> **Given request A**
Decide whether each statement agrees with the post about running VASP on clusters. Answer yes or no, and quote the deciding words of the post. (i) The newer cluster has 12 nodes with 2GB of RAM. (ii) The older cluster gives erroneous results on small systems. (iii) The benchmark results on both clusters were judged unacceptable.
> **Given request B**
According to the post about running VASP on clusters, why was the compilation adjusted on the old system? Answer in one to three sentences.
> **Given request C**
Carry on the post about running VASP on clusters, picking up after its final sentence.

> **Document section**

[Beowulf] VASP on Clusters

Thu May 5 09:13:15 PDT 2005

We are having a problem running VASP on our clusters. (The old cluster
is 48 nodes 1.8GHZ Atlons, 1GB RAM, GigE, and a slightly newer 12 node
dual 2.6GHz Xeons, 2GB RAM, GigE) We have installed the program and run
the benchmarks. (With some compilation adjustments on the old system to
use smaller block sizes to eliminate some network receive buffer
overruns.) Being a poor humble system administrator I don't pretend to
understand the meaning of the output, but I'm assured that the results
on both clusters were acceptable.  

The problem is that when we run the program on larger jobs the results
are inconsistent.  As I understand it, the older cluster will run small
systems, but gives erroneous results on medium and large jobs.  The
newer cluster gives good results on small and medium runs but fails on a
large test case. (The results are different then those from a single
processor job run on two different machines.)  I'm sorry for the
somewhat vague description of small, medium, and large, but the experts
tell me that there are so many different parameters to a VASP job that
can increase the complexity of the run that it is nearly impossible to
explain it to a mere mortal like myself.

> **Provided material**
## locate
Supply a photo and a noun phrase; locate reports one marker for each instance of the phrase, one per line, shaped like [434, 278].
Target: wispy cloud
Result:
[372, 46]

> **Expected output A**
(i) Yes: "a slightly newer 12 node dual 2.6GHz Xeons, 2GB RAM, GigE"
(ii) No: "the older cluster will run small systems, but gives erroneous results on medium and large jobs"
(iii) No: "I'm assured that the results on both clusters were acceptable"

> **Expected output B**
On the old system, the compilation was adjusted to use smaller block sizes. This eliminated some network receive buffer overruns.

> **Expected output C**
I'm doing some tests to see if the network buffer overruns have returned
with these larger jobs, and if I can eliminate them by making the MPI
block size even smaller but this reduces efficiency.)  I'm hoping a VASP
expert on the list can point me to a solution, a set of minimal hardware
necessary to avoid these problems, or telling me that it is impossible
and that I should quit my job and just go get a beer.  I've looked for
but not found a VASP users list, so I'm hoping someone on this list can
help.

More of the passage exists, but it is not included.